Point-based annotation data:
↓
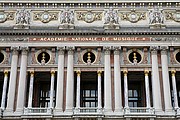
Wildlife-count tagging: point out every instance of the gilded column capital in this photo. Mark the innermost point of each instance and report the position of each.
(32, 72)
(116, 50)
(78, 72)
(146, 72)
(154, 49)
(6, 73)
(70, 49)
(173, 72)
(107, 50)
(24, 49)
(52, 72)
(125, 72)
(99, 72)
(61, 50)
(164, 50)
(14, 50)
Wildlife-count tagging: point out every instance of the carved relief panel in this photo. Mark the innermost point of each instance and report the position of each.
(88, 56)
(43, 56)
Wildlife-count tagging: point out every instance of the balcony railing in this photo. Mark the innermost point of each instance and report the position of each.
(88, 110)
(38, 111)
(139, 110)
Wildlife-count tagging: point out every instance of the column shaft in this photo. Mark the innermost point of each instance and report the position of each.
(107, 82)
(12, 82)
(78, 89)
(148, 105)
(166, 85)
(22, 82)
(70, 82)
(174, 89)
(52, 89)
(99, 90)
(117, 82)
(30, 98)
(3, 100)
(60, 81)
(125, 89)
(155, 82)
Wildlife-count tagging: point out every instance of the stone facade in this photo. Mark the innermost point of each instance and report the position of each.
(89, 60)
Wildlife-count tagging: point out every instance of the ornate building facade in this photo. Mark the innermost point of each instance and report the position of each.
(90, 60)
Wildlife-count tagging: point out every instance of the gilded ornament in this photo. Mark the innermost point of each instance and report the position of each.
(4, 16)
(133, 16)
(173, 16)
(45, 16)
(89, 16)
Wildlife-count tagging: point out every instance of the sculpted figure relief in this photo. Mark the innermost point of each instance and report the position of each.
(111, 16)
(23, 17)
(156, 16)
(67, 16)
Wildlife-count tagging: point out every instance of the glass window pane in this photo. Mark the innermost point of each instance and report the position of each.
(130, 93)
(130, 104)
(87, 93)
(93, 93)
(135, 93)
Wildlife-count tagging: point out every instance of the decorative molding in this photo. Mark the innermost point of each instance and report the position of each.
(156, 18)
(133, 16)
(15, 50)
(89, 16)
(45, 16)
(173, 15)
(23, 17)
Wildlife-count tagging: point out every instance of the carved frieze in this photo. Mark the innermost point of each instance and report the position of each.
(4, 16)
(111, 16)
(45, 16)
(133, 16)
(89, 16)
(173, 15)
(23, 17)
(67, 17)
↑
All records above are to be printed exactly, minus the pictures they contain.

Wildlife-count tagging: point out every instance of the gilded column capital in this photo. Mark the innermost point of each instance and report the position of each.
(32, 72)
(116, 50)
(78, 72)
(146, 72)
(154, 49)
(6, 73)
(70, 49)
(173, 72)
(107, 50)
(24, 49)
(52, 72)
(125, 72)
(99, 72)
(61, 50)
(164, 50)
(14, 50)
Wildlife-count tagging: point out every instance of the carved relief panel in this photo. Mark the innermost point of each instance and report the position of each.
(88, 56)
(43, 56)
Wildlife-count tagging: point out every instance of the balcony railing in this photo. Mark the innermost point of each instance and report the position of each.
(88, 110)
(38, 111)
(139, 110)
Wildlife-count tagging: point out every instance of the column shaft in this photo. Mark the innermost point of each instance and report the position of each.
(107, 82)
(12, 82)
(78, 89)
(148, 105)
(166, 85)
(22, 82)
(70, 82)
(174, 89)
(52, 89)
(99, 90)
(117, 82)
(30, 98)
(3, 100)
(60, 81)
(125, 89)
(155, 82)
Wildlife-count tagging: point out every instance of the stone facade in this photo. Mark the innermost point of each instance and report the position of each.
(89, 60)
Wildlife-count tagging: point out every instance of the ornate building facade in this photo. Mark the innermost point of each instance and report the position of each.
(90, 60)
Wildlife-count tagging: point out every instance of the gilded ornament in this photo. Mark the innermost point of each instance and report the position of each.
(4, 16)
(133, 16)
(173, 16)
(45, 16)
(89, 16)
Wildlife-count tagging: point out every instance of the sculpted figure relief in this photo. Mark the innermost point of each instance and report the position of each.
(111, 16)
(23, 17)
(156, 16)
(67, 16)
Wildlife-count tagging: point out every instance of the glass window pane in this photo. Mark the innermost point of each instance and report the position of each.
(130, 93)
(130, 104)
(87, 93)
(93, 93)
(135, 93)
Wildlife-count tagging: point out every instance of the decorative molding in this photo. Mark the innermost point of each instance and report the position of each.
(156, 18)
(133, 16)
(15, 50)
(89, 16)
(45, 16)
(173, 15)
(23, 17)
Wildlife-count tagging: point out every instance of the carved frieze in this photo. Mark the innermost point of each instance and report the position of each.
(4, 16)
(111, 16)
(45, 16)
(133, 16)
(89, 16)
(173, 15)
(23, 17)
(67, 17)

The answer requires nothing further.